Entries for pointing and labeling
######

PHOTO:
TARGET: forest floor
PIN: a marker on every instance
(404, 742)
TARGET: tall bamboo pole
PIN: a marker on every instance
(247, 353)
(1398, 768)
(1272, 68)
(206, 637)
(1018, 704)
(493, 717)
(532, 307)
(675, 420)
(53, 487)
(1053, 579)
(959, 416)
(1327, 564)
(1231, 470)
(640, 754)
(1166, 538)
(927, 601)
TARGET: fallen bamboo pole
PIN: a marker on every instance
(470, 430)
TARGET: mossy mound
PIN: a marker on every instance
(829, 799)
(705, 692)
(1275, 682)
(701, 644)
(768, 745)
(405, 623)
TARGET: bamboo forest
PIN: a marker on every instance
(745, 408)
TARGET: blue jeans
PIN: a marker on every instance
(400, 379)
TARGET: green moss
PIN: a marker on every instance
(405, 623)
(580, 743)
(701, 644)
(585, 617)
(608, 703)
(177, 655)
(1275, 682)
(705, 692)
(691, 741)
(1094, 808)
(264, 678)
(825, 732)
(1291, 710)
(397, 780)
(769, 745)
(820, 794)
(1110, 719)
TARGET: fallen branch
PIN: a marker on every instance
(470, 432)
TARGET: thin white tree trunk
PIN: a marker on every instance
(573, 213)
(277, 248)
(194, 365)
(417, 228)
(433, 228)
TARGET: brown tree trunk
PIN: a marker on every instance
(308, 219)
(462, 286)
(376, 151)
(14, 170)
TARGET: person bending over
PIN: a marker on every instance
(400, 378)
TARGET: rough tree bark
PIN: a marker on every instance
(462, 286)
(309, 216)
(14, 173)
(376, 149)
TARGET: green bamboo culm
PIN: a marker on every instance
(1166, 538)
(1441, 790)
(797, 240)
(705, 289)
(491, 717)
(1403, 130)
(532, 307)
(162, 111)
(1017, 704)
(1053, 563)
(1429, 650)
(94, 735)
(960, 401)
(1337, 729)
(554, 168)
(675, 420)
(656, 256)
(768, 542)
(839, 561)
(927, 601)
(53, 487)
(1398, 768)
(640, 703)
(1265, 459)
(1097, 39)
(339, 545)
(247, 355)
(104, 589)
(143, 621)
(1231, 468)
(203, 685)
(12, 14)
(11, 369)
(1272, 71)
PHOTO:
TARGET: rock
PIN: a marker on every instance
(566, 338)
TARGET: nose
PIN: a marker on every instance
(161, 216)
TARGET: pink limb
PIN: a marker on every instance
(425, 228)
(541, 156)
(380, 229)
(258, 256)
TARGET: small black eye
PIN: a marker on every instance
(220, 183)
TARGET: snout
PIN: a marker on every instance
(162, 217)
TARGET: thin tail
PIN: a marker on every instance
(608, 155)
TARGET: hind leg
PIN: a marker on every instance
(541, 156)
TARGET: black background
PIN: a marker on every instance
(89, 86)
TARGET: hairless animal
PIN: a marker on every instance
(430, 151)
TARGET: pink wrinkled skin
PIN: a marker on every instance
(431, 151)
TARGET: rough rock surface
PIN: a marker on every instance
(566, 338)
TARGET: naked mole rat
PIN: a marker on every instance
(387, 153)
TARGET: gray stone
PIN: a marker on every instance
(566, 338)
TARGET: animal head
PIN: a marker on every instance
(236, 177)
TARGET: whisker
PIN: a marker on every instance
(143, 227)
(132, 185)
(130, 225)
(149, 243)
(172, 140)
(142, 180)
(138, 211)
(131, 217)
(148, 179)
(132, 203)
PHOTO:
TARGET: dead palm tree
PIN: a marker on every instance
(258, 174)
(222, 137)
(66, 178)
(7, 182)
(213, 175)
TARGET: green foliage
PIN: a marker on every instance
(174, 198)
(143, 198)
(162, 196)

######

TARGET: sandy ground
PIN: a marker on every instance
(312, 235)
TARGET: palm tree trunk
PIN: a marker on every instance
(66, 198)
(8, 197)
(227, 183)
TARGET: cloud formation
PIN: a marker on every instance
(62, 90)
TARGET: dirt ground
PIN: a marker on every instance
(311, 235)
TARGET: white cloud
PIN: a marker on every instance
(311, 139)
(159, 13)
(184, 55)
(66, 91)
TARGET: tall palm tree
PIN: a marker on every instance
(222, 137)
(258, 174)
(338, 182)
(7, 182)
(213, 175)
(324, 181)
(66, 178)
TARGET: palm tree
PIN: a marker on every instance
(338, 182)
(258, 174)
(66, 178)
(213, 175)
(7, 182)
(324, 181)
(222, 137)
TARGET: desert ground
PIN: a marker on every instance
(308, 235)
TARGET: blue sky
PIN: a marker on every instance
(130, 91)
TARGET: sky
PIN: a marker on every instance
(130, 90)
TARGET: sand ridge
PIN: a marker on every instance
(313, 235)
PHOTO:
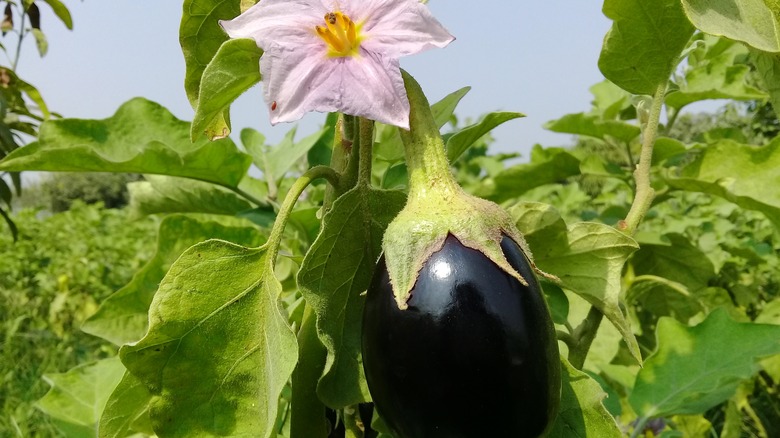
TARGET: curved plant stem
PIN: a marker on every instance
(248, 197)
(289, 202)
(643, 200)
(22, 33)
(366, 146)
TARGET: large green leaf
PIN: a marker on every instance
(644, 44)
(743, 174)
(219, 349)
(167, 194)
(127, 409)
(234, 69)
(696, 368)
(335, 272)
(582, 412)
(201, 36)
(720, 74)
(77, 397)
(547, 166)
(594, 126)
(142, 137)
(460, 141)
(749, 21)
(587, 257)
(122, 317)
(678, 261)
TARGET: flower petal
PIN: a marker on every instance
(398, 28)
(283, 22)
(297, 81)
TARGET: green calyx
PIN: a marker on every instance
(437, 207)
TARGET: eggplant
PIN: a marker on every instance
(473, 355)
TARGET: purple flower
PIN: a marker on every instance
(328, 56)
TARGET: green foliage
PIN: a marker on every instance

######

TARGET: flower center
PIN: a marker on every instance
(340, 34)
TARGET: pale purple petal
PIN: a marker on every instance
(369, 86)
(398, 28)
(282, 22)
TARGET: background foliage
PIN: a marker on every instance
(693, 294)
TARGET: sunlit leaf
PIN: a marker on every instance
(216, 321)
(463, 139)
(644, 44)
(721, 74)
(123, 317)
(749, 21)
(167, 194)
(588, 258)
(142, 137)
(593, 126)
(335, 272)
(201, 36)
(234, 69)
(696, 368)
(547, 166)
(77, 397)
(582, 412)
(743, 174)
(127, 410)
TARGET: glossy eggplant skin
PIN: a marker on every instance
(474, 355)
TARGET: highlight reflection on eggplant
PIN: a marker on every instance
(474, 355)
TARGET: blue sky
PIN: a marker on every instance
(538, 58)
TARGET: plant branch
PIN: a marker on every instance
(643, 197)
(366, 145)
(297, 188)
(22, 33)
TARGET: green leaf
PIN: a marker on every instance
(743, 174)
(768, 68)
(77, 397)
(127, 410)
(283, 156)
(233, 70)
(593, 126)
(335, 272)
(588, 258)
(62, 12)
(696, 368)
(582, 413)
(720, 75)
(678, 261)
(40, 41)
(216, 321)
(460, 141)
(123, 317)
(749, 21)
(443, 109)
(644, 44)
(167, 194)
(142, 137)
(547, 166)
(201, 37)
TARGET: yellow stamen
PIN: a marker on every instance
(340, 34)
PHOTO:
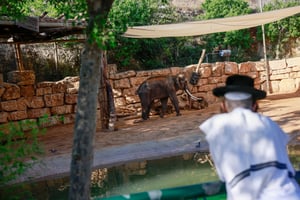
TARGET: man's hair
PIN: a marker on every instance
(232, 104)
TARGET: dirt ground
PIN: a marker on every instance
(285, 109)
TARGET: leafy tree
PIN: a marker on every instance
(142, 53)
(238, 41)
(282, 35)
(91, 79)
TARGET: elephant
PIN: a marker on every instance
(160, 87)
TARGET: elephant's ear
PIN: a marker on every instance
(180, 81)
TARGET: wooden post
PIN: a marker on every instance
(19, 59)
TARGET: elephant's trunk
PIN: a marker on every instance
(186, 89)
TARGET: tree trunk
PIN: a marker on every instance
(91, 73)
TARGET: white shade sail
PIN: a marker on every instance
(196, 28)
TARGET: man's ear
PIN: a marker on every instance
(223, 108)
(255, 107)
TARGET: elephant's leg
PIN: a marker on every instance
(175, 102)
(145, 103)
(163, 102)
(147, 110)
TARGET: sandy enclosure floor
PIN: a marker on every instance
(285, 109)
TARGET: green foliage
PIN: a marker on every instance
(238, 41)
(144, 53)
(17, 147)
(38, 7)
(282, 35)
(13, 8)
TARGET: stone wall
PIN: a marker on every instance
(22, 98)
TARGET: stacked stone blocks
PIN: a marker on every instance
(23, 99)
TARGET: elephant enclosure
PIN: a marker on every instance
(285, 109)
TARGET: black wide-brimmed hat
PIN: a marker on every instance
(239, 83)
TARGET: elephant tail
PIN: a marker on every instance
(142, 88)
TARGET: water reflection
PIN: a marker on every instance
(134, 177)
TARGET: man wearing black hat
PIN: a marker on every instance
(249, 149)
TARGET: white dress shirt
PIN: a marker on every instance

######

#### Your objective
Gather each line from the rows above that contains the word "animal", and copy those lines.

#### Exercise response
TARGET: hairless animal
TARGET: animal head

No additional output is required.